▸ **Stated problem**
Quote every line of the records below verbatim, changing nothing.

• • • •

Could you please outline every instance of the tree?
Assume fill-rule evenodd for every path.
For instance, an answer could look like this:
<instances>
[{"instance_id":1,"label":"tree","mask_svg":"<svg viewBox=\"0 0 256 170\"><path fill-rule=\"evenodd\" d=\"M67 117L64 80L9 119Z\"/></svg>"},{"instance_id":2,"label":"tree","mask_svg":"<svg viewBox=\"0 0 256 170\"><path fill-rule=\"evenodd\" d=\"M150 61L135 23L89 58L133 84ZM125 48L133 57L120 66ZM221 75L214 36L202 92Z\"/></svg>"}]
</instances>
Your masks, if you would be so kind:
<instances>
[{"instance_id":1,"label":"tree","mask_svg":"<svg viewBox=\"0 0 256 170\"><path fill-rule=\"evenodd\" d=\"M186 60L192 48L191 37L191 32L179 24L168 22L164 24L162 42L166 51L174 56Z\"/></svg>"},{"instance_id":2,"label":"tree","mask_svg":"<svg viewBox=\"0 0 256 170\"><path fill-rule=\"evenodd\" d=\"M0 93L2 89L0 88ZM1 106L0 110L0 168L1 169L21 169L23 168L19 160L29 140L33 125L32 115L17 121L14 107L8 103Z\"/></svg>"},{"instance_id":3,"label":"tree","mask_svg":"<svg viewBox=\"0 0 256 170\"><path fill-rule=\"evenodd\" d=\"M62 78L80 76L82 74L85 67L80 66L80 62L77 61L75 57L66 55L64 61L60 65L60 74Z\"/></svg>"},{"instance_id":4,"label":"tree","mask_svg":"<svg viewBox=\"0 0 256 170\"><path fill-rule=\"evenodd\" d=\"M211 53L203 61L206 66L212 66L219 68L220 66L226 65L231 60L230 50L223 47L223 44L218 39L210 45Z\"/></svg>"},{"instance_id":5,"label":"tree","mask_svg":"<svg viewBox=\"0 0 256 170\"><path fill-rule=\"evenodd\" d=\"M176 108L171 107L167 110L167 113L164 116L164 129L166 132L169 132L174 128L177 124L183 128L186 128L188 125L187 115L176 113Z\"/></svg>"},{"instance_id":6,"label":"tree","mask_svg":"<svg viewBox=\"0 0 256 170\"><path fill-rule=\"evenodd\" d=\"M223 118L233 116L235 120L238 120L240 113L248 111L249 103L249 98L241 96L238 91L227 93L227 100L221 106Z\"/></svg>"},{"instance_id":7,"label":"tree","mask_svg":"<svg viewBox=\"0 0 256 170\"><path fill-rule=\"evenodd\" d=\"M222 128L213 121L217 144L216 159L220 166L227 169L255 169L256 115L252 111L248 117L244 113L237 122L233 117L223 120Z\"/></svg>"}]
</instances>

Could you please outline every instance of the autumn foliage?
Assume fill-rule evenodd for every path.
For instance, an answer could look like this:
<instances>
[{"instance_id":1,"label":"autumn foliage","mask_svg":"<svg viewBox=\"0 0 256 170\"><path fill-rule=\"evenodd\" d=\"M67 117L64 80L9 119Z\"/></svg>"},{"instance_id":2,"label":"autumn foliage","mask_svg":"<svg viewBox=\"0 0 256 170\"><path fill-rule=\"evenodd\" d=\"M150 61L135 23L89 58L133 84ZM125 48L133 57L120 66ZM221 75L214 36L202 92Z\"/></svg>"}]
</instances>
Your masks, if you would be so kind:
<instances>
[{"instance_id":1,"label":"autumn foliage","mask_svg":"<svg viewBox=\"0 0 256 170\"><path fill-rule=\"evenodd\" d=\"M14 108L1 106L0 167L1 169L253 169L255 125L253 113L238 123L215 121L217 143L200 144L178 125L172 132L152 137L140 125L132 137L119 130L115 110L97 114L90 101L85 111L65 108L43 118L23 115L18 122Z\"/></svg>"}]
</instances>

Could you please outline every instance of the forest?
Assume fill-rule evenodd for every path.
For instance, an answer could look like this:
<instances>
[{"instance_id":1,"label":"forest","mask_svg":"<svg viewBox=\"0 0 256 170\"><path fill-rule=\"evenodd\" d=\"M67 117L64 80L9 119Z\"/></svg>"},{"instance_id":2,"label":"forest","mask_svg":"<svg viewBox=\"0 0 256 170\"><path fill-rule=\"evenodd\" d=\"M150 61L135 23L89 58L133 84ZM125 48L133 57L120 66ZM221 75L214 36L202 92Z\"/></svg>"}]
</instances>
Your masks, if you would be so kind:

• • • •

▸ **The response**
Could you please outline every instance of the tree?
Assume fill-rule evenodd for every path.
For instance, an answer could look like this:
<instances>
[{"instance_id":1,"label":"tree","mask_svg":"<svg viewBox=\"0 0 256 170\"><path fill-rule=\"evenodd\" d=\"M67 117L64 80L9 119Z\"/></svg>"},{"instance_id":2,"label":"tree","mask_svg":"<svg viewBox=\"0 0 256 170\"><path fill-rule=\"evenodd\" d=\"M150 61L135 23L89 58L133 84ZM125 48L133 57L120 66ZM221 75L214 36L202 92Z\"/></svg>"}]
</instances>
Your masks, if you would be so kind:
<instances>
[{"instance_id":1,"label":"tree","mask_svg":"<svg viewBox=\"0 0 256 170\"><path fill-rule=\"evenodd\" d=\"M186 60L192 48L191 37L191 32L179 24L168 22L164 24L162 42L166 51L174 56Z\"/></svg>"},{"instance_id":2,"label":"tree","mask_svg":"<svg viewBox=\"0 0 256 170\"><path fill-rule=\"evenodd\" d=\"M0 93L2 89L0 88ZM1 106L0 110L0 168L1 169L21 169L23 168L19 160L29 140L33 125L32 115L17 121L14 107L8 103Z\"/></svg>"},{"instance_id":3,"label":"tree","mask_svg":"<svg viewBox=\"0 0 256 170\"><path fill-rule=\"evenodd\" d=\"M62 78L80 76L82 74L85 67L80 66L80 62L77 61L75 57L66 55L64 61L60 65L60 74Z\"/></svg>"},{"instance_id":4,"label":"tree","mask_svg":"<svg viewBox=\"0 0 256 170\"><path fill-rule=\"evenodd\" d=\"M211 53L203 61L206 66L212 66L219 68L220 66L226 65L231 60L230 50L223 47L223 44L218 39L210 45Z\"/></svg>"},{"instance_id":5,"label":"tree","mask_svg":"<svg viewBox=\"0 0 256 170\"><path fill-rule=\"evenodd\" d=\"M176 108L171 107L167 110L167 113L164 116L164 129L166 132L169 132L174 128L177 124L183 128L186 128L188 125L187 115L176 113Z\"/></svg>"},{"instance_id":6,"label":"tree","mask_svg":"<svg viewBox=\"0 0 256 170\"><path fill-rule=\"evenodd\" d=\"M223 118L233 116L235 120L238 120L240 113L248 111L249 103L249 98L241 96L238 91L227 93L227 100L221 106Z\"/></svg>"},{"instance_id":7,"label":"tree","mask_svg":"<svg viewBox=\"0 0 256 170\"><path fill-rule=\"evenodd\" d=\"M222 128L213 121L217 144L216 159L220 166L227 169L255 169L256 115L252 111L248 117L244 113L237 122L233 117L223 120Z\"/></svg>"}]
</instances>

Could you please outline every instance of the autumn foliage?
Assume fill-rule evenodd for every path.
For instance, an answer could look like this:
<instances>
[{"instance_id":1,"label":"autumn foliage","mask_svg":"<svg viewBox=\"0 0 256 170\"><path fill-rule=\"evenodd\" d=\"M67 117L64 80L9 119Z\"/></svg>"},{"instance_id":2,"label":"autumn foliage","mask_svg":"<svg viewBox=\"0 0 256 170\"><path fill-rule=\"evenodd\" d=\"M150 61L135 23L89 58L133 84ZM125 48L133 57L120 66ZM221 75L214 36L202 92Z\"/></svg>"}]
</instances>
Your masks, if you would be so kind:
<instances>
[{"instance_id":1,"label":"autumn foliage","mask_svg":"<svg viewBox=\"0 0 256 170\"><path fill-rule=\"evenodd\" d=\"M14 108L1 106L0 167L1 169L253 169L255 125L253 113L238 123L215 121L217 143L200 144L178 125L172 132L152 137L140 125L132 137L119 130L115 110L97 114L90 101L85 111L65 108L43 118L23 115L18 122Z\"/></svg>"}]
</instances>

Could you please outline every instance of the forest?
Assume fill-rule evenodd for every path.
For instance, an answer could look like this:
<instances>
[{"instance_id":1,"label":"forest","mask_svg":"<svg viewBox=\"0 0 256 170\"><path fill-rule=\"evenodd\" d=\"M67 117L64 80L9 119Z\"/></svg>"},{"instance_id":2,"label":"forest","mask_svg":"<svg viewBox=\"0 0 256 170\"><path fill-rule=\"evenodd\" d=\"M150 61L135 23L89 58L133 84ZM125 48L133 57L120 66ZM221 75L214 36L202 92Z\"/></svg>"}]
</instances>
Your masks, if you would be so kind:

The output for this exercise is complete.